(Excerpted text Opens)

Lastly, you'll want to know what type of insurance plans you're choosing. Health insurance companies work by negotiating discounted rates — with hospitals, doctors and labs — on medical services. The hospitals, doctors and labs that the health insurance company has negotiated with are considered in-network, and in-network providers are generally cheaper for people, regardless of what type of plan you have.
Depending on what type of plan you have — whether it's an EPO, HMO, POS or PPO — your plan may or may not cover out-of-network expenses (though most plans will cover out-of-network expenses in the event of an emergency). Some plans, like an HMO, require that individuals see a primary care physician before receiving a referral to see a specialist.
When you're comparing health insurance plans, you'll want to consider a variety of different factors like whether you have any chronic medical conditions, what doctors and hospitals are in-network for the different plans and the cost of staying on your parents' plan versus getting your own plan.
Plans with higher deductibles generally charge lower monthly premiums, making them a good option for young, healthy people with no chronic medical conditions.
If you opt for a high deductible health insurance plan, you may be eligible to receive a Health Savings Account (HSA) too, regardless of whether you're employed. With an HSA, individuals can invest up to $3,650 for single-insured individuals and $7,300 for families of pretax money for qualified health-care expenses like prescription drugs or co-pays.
Those with chronic medical conditions may choose to opt for a plan with a higher monthly premium and a lower deductible because they're more likely to hit the deductible amount because of ongoing medical expenses.
As you review different plans, you'll want to check that your preferred doctors or hospitals are in-network and that it covers any medications you regularly take.
The number of people on a plan can also influence the cost of the monthly premium for a family insurance plan. You'll want to compare the additional cost of you being on your family's plan to the cost of getting your own plan. Some plans charge a different rate for adult children, while others don't charge significantly different premiums based on the number of people on a plan.

(Excerpted text Closes)

## Work to be completed
Resume the passage on comparing health insurance plans, continuing from its final sentence, which ends "based on the number of people on a plan."

(Information shown Opens)

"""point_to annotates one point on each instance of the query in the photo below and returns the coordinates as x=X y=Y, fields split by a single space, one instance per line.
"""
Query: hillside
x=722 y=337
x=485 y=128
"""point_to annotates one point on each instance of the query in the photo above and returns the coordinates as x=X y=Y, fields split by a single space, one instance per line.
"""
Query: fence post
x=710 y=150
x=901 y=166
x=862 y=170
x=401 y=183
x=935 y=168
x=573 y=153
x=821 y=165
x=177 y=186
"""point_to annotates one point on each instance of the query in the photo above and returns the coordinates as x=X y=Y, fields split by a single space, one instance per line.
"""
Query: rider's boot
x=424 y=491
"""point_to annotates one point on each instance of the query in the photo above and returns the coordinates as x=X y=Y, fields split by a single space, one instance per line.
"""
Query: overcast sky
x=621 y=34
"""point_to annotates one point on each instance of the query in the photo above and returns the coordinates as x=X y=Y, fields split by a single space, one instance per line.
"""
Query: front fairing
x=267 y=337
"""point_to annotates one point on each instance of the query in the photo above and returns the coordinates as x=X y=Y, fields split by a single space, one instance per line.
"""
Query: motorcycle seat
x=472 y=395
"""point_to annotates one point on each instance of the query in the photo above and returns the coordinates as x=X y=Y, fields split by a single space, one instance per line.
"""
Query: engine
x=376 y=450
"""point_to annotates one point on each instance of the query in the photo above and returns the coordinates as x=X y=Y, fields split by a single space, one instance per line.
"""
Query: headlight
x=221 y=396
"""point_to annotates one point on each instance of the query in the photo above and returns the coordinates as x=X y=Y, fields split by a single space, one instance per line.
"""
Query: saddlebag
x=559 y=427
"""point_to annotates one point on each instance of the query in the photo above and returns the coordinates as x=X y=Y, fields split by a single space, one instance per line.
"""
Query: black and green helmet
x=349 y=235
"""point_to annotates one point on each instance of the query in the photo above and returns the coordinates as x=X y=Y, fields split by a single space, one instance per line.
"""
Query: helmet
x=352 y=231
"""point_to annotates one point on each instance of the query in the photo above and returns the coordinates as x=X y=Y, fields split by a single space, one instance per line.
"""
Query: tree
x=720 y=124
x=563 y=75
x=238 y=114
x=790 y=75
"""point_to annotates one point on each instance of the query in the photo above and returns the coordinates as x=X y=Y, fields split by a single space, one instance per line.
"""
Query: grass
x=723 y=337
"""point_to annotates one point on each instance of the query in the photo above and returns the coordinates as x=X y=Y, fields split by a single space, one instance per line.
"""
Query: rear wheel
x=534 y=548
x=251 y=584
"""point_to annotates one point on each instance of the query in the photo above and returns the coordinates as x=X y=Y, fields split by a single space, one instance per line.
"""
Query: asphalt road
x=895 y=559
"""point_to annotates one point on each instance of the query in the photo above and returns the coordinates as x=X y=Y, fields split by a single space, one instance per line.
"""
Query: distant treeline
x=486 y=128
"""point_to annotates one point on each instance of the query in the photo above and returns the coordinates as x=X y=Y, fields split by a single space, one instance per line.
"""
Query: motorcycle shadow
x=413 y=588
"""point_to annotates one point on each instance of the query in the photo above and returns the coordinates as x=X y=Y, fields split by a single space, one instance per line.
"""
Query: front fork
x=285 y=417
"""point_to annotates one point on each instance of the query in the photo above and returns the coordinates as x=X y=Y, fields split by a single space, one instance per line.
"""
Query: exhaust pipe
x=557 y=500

(Information shown Closes)

## Answer to this exercise
Lastly, you'll want to keep track of deadlines of when you're eligible to sign-up for different health insurance plans. Employers typically have an open enrollment period each year where individuals have a few months to sign up for health insurance for the first time or to change their plan.
If you don't have employer-sponsored health insurance, the ACA also has an open enrollment period which is open until Jan. 15, 2022 through healthcare.gov. (Note: Some states have their own marketplaces, so you'll have to enroll using the specific state's website.)
If it's your first time navigating the ACA, you can receive impartial assistance through an "assister" or "healthcare navigator" who helps individuals review their health insurance options and complete forms. You can find assisters near you through the healthcare.gov website.
Health insurance is confusing and complicated for most people but understanding the basics of health insurance can go a long way in helping you save money on your medical expenses.
For people choosing between staying on their parent's plan or opting for a new plan, it's important to understand how your medical conditions may influence your monthly premiums and the value of your deductible, which hospitals or doctors are considered in-network and out-of-network and how the number of dependents on a family insurance plan affects the cost of it.
If you do decide to stay on your parents' plan, you might want to offer to chip in to help cover some of the monthly costs, especially if they are charged more for having an adult child on their plan and you have a full-time job.